## How to complete this task:
Only the pictures are to be left out; set down the rest of the records exactly.

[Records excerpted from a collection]
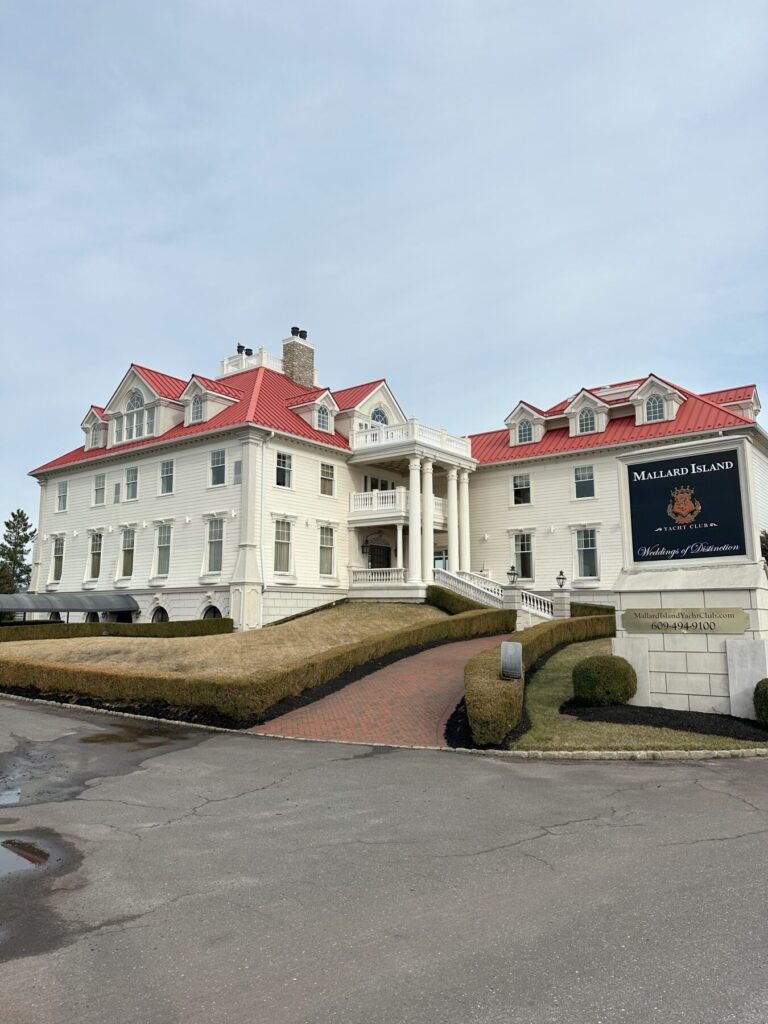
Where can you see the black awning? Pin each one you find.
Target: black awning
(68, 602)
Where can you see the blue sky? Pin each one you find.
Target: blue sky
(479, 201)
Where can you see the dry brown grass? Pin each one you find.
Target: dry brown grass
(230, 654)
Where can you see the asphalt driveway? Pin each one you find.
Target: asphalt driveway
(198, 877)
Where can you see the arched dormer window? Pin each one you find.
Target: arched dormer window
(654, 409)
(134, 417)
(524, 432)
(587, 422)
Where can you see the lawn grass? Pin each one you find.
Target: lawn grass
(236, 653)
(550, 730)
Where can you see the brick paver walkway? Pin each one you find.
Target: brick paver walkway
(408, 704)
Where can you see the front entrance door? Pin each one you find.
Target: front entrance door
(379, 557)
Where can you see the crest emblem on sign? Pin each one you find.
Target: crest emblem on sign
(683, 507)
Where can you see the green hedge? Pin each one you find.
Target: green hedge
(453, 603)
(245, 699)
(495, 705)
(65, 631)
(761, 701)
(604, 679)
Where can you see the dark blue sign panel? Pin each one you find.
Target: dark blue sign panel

## Exercise result:
Where can you see the black awning? Pin each one you find.
Target: black awning
(68, 602)
Where can you see the blue sky? Pin each one you find.
Target: blue sky
(479, 201)
Where can you see the dry brown grass? Pin each one you find.
Target: dry brown grass
(230, 654)
Where can you see the asphalt driveway? Pin each one you find.
Target: asphalt driveway
(198, 877)
Where can you see the arched dormer window? Pin each one you find.
Target: arched dormer window
(654, 409)
(134, 417)
(524, 432)
(587, 422)
Where can you see the lawn grass? Pin each one you find.
Target: lawn grass
(236, 653)
(550, 730)
Where can you see the brick paver walkway? Pin each one you find.
Target: brick paver walkway
(408, 704)
Where can you see the front entrance door? Pin each one you find.
Target: front entrance door
(379, 557)
Where can you see the crest emblem on sign? Pin each one you find.
Target: crest emblem on sign
(683, 507)
Where can you see the green hedge? Pin each one you find.
Target: green hedge
(453, 603)
(245, 699)
(495, 705)
(65, 631)
(761, 701)
(604, 679)
Where can you see the dark blue sign panel? Pin each one you find.
Target: dark blue sign panel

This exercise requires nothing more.